(Excerpt from a dataset)
++++++++++++++++++++

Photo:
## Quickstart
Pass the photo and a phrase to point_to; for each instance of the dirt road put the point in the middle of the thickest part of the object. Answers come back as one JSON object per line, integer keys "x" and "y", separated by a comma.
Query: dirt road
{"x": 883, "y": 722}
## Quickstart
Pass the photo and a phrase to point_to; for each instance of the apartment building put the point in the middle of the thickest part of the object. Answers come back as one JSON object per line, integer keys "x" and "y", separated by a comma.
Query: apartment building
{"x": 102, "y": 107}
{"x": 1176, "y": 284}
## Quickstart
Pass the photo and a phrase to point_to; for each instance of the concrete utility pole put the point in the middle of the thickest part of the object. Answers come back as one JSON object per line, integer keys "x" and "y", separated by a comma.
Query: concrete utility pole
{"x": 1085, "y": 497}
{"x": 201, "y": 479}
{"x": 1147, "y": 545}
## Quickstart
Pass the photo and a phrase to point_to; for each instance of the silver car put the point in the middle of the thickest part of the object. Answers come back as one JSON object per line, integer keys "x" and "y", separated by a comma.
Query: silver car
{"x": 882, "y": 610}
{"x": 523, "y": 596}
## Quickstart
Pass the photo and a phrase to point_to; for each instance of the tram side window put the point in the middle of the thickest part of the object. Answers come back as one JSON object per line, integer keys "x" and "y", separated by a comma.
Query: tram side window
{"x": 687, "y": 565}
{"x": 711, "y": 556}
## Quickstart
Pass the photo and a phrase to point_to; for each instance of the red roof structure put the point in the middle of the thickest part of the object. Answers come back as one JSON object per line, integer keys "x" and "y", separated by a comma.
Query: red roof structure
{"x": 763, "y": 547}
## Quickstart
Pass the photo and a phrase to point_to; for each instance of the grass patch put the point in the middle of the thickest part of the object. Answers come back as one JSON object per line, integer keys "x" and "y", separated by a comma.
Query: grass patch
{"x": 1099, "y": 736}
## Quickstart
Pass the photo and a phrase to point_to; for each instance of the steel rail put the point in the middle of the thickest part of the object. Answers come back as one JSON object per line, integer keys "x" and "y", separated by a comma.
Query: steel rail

++++++++++++++++++++

▸ **Work instructions**
Write out all the lines again, exactly as they are.

▸ **Complete answer**
Photo:
## Quickstart
Pass the photo and a phrase to point_to; for each instance of the dirt road put the point in the middle of the thickest part of the object. Answers come back as one JSON object per line, integer keys "x" and "y", separated by a comma.
Query: dirt road
{"x": 883, "y": 722}
## Quickstart
Pass the photo and a phrase to point_to; for each instance of the apartment building put the point in the middle of the thickest part of the object. Answers come back as one JSON object per line, integer keys "x" and "y", separated by a comma.
Query: apartment building
{"x": 102, "y": 107}
{"x": 1176, "y": 284}
## Quickstart
Pass the photo and a phrase to point_to; for each instance of the concrete utility pole put the point in the middle of the thickest part of the object. Answers come back as one JSON object per line, integer keys "x" and "y", separated by a comma.
Query: concrete utility pole
{"x": 1085, "y": 497}
{"x": 201, "y": 479}
{"x": 1147, "y": 545}
## Quickstart
Pass the photo and a phrase to point_to; for each instance of the silver car put the point in the middle of the thickest part of the object. Answers come back as one JSON object per line, integer keys "x" and "y", separated by a comma.
Query: silver car
{"x": 882, "y": 610}
{"x": 523, "y": 596}
## Quickstart
Pass the photo and a phrase to point_to; for each instance of the tram side window put the point in the middle of the thickest part of the object. Answers come back as one JSON object per line, integer keys "x" and "y", separated by a comma.
Query: tram side window
{"x": 687, "y": 565}
{"x": 711, "y": 556}
## Quickstart
Pass the photo and a phrase to point_to; for each instance of the red roof structure put the point in the middle of the thickest part of the object. Answers come back as one JSON object per line, integer keys "x" and "y", separated by a comma.
Query: red roof structure
{"x": 763, "y": 547}
## Quickstart
Pass the photo and a phrase to point_to; for each instance of the grass patch put the point in the middle of the thickest part of the object. Answers come back as one JSON object per line, integer keys "x" and "y", separated by a comma.
Query: grass patch
{"x": 1099, "y": 736}
## Quickstart
Pass the photo and a phrase to point_to; for each instance of the steel rail put the point in the middle of the thickest part of the object. Answers come back as one JSON object per line, integer keys "x" and "y", separated by a comma.
Query: steel rail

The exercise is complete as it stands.